* REQUIREMENT: Please count the lines in the material below that contain the string "water", treating uppercase and lowercase as different, and give only the number.

* INFORMATION SUPPLIED:
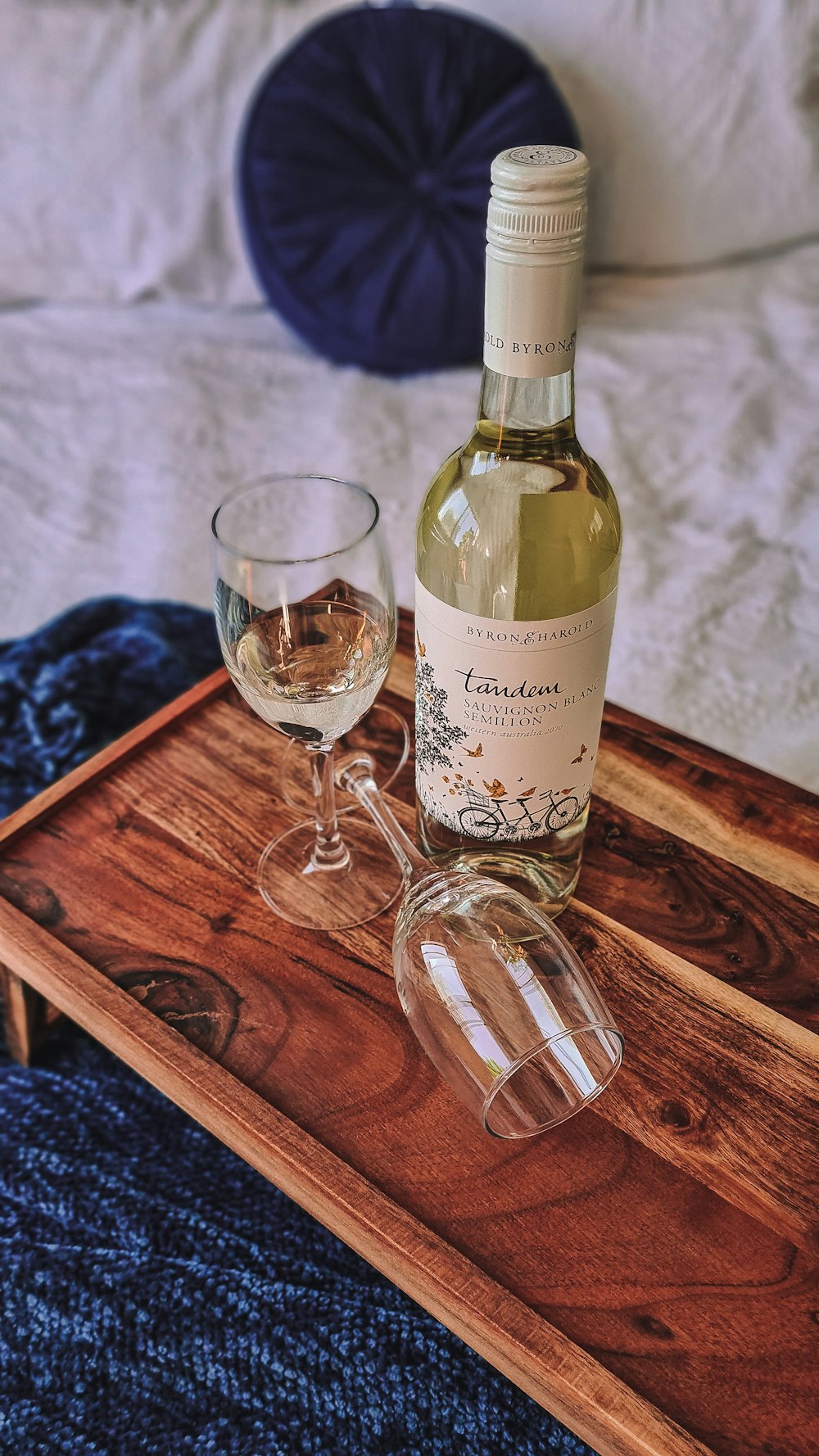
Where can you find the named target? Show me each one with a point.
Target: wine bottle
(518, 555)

* * *

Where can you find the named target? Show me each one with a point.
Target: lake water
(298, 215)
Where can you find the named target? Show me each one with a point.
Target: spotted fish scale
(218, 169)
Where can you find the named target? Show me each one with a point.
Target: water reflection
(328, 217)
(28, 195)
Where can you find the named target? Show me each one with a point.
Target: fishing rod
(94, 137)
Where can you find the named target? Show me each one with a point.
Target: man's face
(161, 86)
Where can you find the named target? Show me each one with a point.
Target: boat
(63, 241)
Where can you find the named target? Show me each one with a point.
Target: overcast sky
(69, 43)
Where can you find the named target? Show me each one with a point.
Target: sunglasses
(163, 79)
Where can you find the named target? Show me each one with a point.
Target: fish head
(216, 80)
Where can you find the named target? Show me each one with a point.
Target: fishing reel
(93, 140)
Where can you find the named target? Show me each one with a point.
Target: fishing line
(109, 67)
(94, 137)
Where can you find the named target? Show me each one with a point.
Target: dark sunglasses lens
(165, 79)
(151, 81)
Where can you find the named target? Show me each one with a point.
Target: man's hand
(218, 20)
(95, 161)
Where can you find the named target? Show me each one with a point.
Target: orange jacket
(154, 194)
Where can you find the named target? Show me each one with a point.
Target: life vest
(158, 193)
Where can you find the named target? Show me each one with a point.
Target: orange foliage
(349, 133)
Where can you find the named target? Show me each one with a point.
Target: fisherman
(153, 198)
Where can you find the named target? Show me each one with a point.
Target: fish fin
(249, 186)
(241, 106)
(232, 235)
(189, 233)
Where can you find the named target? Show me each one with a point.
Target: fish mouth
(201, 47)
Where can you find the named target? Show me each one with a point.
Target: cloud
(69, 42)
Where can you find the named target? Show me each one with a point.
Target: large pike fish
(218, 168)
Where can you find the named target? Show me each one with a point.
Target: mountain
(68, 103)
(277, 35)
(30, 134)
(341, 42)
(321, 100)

* COMPLETE ANSWER: 2